*Problem*
Translate this sentence from the multicollinearity article below into Spanish: "Multicollinearity is a state where two or more features of the dataset are highly correlated."
start Text segment
Effects of Multi-collinearity in Logistic Regression, SVM, Random Forest(RF)

Shivam Raj
3 min readAug 9, 2019

--

Source: http://www.funlava.com/nature-pictures/

What is multicollinearity?

Multicollinearity is a state where two or more features of the dataset are highly correlated. In other words, if two features are f1 and f2, and they can be written in a form:

f₂ = αf + β

then they are said to be collinear.

If there more than two features, let’s say feature are f₁,f₂ , f₃ & f₄ such that

f₁ = α₁ + α₂f₂ + α₃f₃ + α₄f₄

then f₁, f₂, f₃ and f₄ are said to be multicollinear.

How multicollinearity can be a problem?

There are two main problems when there is multicollinearity in between the features. The first problem is vulnerability towards a very small change in the data. This vulnerability arises due to the fact that the weight vectors will change abruptly whenever there is a small change in data. And this changing of weight vectors will make the model very unstable resulting in bad performance.

The second problem is that we cannot use these weight vectors for feature importance directly. We get weight vectors when we train a Logistic Regression model and these weight vectors can directly be used to get feature importance when there is an absence of multicollinearity. The next question which comes to the mind is why can we not use weight vectors to get feature importance when there is multicollinearity between features?

The answer is because when the features are multicollinear then weight vectors can change arbitrarily. Lets take an example, we have our weight vector as :

W* = (3, 4, 5)
end Text segment
start Dataset content
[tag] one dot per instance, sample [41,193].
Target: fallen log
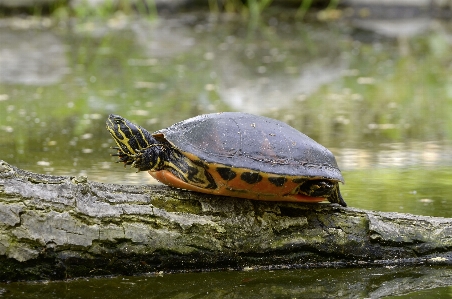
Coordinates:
[55,227]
end Dataset content
*Output for this task*
La multicolinealidad es un estado en el que dos o más características del conjunto de datos están altamente correlacionadas.